──────── BRONGEGEVENS ────────

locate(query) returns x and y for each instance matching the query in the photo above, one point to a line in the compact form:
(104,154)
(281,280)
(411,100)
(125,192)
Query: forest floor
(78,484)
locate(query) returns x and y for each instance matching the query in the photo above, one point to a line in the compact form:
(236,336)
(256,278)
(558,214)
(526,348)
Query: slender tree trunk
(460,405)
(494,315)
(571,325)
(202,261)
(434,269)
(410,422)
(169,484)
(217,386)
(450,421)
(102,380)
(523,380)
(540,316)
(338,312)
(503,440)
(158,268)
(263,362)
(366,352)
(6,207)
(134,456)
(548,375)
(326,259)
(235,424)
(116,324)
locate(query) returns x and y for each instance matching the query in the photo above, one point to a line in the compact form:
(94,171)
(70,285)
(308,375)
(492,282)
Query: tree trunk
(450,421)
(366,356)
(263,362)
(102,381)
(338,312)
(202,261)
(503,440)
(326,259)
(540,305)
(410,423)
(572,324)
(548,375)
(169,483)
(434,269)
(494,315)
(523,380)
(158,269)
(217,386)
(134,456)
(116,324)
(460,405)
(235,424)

────────
──────── BRONGEGEVENS ────────

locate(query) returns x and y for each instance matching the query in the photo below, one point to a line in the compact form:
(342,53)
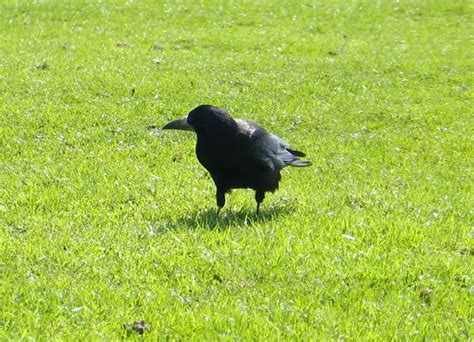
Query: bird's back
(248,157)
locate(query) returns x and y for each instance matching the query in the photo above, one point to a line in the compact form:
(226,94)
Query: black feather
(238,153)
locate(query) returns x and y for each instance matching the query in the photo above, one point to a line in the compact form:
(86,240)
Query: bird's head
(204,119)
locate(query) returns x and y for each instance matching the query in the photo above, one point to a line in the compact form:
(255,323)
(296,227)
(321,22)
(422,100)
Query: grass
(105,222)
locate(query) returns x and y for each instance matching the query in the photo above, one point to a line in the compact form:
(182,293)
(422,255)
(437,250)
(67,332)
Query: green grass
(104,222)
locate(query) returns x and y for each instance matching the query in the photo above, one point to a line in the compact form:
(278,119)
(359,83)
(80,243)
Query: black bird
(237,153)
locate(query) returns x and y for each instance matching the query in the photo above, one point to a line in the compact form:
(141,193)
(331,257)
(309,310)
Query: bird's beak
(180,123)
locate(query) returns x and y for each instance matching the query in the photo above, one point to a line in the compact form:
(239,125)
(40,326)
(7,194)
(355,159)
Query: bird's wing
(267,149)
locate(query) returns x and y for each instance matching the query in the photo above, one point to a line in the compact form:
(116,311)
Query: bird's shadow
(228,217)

────────

▶ _OPDRACHT_: Zoek in de gegevens hierboven elke regel waarin het woord "trunk" voorkomt en neem die regels over. Hoofdletters en kleine letters tellen daarbij mee.

▶ _ANTWOORD_:
Query: slender tree trunk
Query: tree trunk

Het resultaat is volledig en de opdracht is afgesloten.